▶ [Work task 1]:
Using the Chicago election commentary, decide whether each statement agrees with it: (a) The CTU endorsed 13 candidates for city council. (b) The primary election will take place on February 26. (c) Early voting has not yet started. Answer yes or no for each, quoting the deciding words.
▶ [Work task 2]:
Write out the Chicago election commentary word for word, between "Will activists go" and "of this misery.", inclusive.

Again in this election, the CTU has put together a slate of candidates, endorsing 13 for city council, some of them union members.  SEIU locals endorsed a dozen. Their endorsement for mayor may have disappointed many progressives, but their city council candidates are for the most part an anti-machine slate of activists.   Some of the progressive organizations have smaller slates of candidates, and some locally iconic progressives have put their names behind some candidates.

Will activists go into the streets for them? Progressives have one big task now: to oppose the neoliberal avatar of the machine remade by Richard M. Daley and Rahm Emanuel and fight back against its program of delivering the city to the financial sector.  We’ve seen enough under Daley II and Rahm to know what to expect from them: more privatizations like the scandalous parking meter giveaway; more monster tax-funded developments like Lincoln Yards; more bleeding the middle class and the poor with fines and taxes; more starving the schools and community service organizations; more gentrifying black and brown neighborhoods and driving out working families; more poverty and desperation fueling an endless stream of gun violence and homicides in the Black community; and more powering up the police and jails for the violent social control required by all of this misery.

—Paul Elitzik

Notes:

The Chicago primary election for mayor, city treasurer, city clerk and 50 city council seats will take place on February 26; early voting has begun. Find your ward and alderman here, and consult Ballotpedia to see who is running against them.

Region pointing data

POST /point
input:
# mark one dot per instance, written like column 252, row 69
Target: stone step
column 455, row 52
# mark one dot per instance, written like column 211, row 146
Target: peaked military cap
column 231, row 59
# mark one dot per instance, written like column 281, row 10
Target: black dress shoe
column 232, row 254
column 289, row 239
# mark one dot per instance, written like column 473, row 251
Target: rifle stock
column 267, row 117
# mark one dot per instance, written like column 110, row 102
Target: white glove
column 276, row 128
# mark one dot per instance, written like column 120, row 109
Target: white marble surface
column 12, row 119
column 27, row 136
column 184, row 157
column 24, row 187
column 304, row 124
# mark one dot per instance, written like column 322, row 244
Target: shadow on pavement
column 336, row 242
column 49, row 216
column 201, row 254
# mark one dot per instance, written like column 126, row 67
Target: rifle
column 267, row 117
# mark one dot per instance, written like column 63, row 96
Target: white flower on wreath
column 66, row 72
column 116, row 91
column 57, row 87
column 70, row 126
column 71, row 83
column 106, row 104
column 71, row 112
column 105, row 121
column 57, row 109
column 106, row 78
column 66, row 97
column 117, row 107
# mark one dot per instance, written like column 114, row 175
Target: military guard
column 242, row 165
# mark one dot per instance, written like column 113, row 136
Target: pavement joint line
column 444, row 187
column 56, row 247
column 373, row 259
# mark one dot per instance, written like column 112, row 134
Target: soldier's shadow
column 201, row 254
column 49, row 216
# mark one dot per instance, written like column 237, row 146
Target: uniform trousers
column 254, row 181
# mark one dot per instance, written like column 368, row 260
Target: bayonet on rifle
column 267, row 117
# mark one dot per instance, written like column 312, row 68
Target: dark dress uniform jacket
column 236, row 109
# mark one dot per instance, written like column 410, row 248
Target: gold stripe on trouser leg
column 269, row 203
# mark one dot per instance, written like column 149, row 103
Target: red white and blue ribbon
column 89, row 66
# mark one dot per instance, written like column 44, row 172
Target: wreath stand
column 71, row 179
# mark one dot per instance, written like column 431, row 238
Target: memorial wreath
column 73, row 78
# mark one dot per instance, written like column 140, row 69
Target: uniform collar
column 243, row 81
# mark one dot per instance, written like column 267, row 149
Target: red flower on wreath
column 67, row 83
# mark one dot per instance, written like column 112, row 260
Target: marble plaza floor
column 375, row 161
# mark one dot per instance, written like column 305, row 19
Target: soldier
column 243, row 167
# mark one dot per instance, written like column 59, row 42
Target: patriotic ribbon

...

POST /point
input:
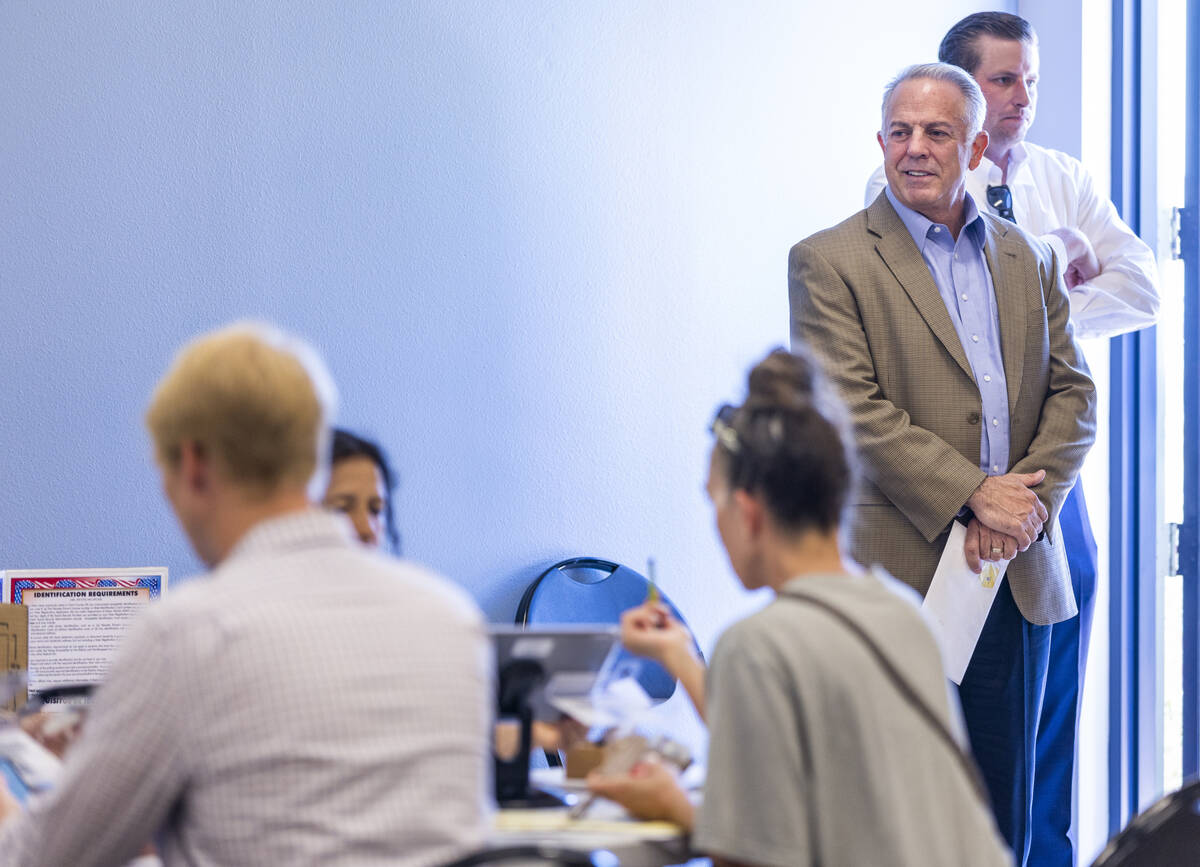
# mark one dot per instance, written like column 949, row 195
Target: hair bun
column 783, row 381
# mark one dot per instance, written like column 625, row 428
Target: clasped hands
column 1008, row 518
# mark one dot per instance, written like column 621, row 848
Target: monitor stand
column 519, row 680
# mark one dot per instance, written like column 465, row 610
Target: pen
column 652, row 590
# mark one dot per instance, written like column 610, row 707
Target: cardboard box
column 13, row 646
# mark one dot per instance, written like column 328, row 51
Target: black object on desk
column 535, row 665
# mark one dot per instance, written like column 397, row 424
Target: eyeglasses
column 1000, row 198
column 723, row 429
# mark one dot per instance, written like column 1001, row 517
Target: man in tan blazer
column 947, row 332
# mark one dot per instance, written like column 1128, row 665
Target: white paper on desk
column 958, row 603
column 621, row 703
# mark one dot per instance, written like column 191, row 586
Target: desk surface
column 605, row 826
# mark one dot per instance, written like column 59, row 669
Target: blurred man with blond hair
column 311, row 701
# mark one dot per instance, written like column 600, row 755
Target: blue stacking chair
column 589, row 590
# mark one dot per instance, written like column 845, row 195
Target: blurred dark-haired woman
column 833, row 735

* * *

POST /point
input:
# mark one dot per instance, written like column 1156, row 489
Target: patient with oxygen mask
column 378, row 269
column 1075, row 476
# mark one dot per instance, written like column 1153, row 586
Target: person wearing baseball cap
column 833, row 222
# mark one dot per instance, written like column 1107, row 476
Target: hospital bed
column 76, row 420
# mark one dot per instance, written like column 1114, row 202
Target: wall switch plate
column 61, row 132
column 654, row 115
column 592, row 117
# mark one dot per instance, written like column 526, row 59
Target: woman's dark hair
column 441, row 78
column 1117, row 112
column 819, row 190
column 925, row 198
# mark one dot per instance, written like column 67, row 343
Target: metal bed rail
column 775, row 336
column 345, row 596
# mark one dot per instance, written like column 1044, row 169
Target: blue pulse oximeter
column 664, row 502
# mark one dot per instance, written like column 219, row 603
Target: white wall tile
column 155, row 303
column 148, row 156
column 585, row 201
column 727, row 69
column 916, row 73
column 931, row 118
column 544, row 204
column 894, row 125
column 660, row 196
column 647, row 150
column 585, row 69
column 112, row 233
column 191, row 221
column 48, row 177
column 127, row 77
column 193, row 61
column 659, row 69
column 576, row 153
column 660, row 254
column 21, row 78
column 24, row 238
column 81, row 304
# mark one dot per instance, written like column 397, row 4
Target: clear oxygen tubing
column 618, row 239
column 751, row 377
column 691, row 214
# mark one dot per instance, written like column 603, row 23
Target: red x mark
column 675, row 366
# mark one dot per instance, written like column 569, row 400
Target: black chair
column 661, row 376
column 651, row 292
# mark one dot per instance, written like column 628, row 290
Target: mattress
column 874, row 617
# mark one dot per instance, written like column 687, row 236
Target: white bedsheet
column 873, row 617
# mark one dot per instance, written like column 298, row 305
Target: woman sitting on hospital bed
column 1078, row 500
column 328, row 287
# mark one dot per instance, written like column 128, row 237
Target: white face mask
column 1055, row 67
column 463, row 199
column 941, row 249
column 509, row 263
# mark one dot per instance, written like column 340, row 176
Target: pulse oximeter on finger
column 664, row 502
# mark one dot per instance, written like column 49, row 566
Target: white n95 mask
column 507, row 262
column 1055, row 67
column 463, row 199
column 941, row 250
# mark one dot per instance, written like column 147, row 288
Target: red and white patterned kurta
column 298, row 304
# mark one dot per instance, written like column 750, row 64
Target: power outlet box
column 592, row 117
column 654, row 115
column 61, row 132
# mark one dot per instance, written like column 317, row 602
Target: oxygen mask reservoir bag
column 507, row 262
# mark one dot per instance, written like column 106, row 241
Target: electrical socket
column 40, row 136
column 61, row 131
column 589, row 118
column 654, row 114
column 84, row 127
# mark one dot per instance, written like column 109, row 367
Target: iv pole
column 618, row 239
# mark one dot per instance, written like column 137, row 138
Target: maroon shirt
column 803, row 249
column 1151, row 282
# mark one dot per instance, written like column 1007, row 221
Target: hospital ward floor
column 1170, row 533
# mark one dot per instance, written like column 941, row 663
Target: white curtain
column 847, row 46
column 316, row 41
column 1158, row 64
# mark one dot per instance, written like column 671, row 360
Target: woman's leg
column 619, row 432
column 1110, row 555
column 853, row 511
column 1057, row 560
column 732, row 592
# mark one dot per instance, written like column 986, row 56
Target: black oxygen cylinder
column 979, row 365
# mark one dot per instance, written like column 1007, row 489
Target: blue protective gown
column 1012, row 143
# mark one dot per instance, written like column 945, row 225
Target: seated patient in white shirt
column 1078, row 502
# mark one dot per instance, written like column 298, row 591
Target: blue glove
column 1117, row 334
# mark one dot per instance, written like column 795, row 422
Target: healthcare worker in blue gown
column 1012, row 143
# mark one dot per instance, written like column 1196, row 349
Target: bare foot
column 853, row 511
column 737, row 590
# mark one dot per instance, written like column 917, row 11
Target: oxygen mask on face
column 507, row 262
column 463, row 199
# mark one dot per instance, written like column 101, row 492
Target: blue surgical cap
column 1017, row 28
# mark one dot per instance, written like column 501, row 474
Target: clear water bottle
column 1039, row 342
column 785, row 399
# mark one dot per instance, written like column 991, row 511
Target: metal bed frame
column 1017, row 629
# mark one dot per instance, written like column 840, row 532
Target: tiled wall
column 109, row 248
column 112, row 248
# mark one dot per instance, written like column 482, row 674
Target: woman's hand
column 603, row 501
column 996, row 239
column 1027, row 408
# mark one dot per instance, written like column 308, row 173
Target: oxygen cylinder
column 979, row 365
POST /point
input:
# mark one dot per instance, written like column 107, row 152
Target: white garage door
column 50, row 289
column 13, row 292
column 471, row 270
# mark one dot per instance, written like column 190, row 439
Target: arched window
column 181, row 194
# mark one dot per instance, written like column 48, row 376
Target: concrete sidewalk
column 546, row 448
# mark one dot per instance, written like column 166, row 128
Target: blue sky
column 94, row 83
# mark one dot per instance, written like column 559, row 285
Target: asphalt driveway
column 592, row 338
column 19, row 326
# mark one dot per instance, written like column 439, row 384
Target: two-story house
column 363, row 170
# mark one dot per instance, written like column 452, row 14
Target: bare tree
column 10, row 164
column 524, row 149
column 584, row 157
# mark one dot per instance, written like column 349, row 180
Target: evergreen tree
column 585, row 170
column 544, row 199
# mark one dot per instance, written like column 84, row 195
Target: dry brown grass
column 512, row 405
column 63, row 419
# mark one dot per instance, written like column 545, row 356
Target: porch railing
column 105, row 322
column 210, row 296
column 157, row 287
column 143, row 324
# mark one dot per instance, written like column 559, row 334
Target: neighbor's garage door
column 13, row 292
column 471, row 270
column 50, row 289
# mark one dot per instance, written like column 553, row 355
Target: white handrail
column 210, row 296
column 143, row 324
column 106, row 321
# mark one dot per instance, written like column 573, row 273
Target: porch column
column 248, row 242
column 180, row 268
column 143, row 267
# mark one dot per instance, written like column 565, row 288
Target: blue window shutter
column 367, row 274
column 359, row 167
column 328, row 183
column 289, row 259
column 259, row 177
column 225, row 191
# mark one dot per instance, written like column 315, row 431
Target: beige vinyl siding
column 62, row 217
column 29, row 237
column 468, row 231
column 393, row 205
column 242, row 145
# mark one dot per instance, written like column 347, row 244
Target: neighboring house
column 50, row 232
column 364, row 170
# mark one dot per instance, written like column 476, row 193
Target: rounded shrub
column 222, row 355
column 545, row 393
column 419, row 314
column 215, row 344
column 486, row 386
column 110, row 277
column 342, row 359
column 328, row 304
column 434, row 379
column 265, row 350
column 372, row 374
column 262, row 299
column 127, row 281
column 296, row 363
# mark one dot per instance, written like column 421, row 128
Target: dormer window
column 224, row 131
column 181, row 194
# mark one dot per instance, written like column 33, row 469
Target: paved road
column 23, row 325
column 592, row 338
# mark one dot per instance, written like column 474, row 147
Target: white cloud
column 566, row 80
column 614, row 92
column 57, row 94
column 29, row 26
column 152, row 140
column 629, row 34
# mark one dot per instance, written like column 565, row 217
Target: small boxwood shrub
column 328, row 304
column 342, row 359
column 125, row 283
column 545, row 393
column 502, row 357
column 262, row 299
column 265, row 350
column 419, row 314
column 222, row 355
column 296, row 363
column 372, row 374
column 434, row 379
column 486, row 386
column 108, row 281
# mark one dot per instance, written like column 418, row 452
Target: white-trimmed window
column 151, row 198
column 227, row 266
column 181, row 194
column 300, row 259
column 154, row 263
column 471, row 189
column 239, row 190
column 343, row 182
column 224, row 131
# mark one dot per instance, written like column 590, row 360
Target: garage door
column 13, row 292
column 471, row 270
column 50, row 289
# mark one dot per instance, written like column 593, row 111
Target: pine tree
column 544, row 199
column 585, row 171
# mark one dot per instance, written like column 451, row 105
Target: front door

▶ [Exercise answer 1]:
(a) Yes: "endorsing 13 for city council"
(b) Yes: "will take place on February 26"
(c) No: "early voting has begun"

▶ [Exercise answer 2]:
Will activists go into the streets for them? Progressives have one big task now: to oppose the neoliberal avatar of the machine remade by Richard M. Daley and Rahm Emanuel and fight back against its program of delivering the city to the financial sector.  We’ve seen enough under Daley II and Rahm to know what to expect from them: more privatizations like the scandalous parking meter giveaway; more monster tax-funded developments like Lincoln Yards; more bleeding the middle class and the poor with fines and taxes; more starving the schools and community service organizations; more gentrifying black and brown neighborhoods and driving out working families; more poverty and desperation fueling an endless stream of gun violence and homicides in the Black community; and more powering up the police and jails for the violent social control required by all of this misery.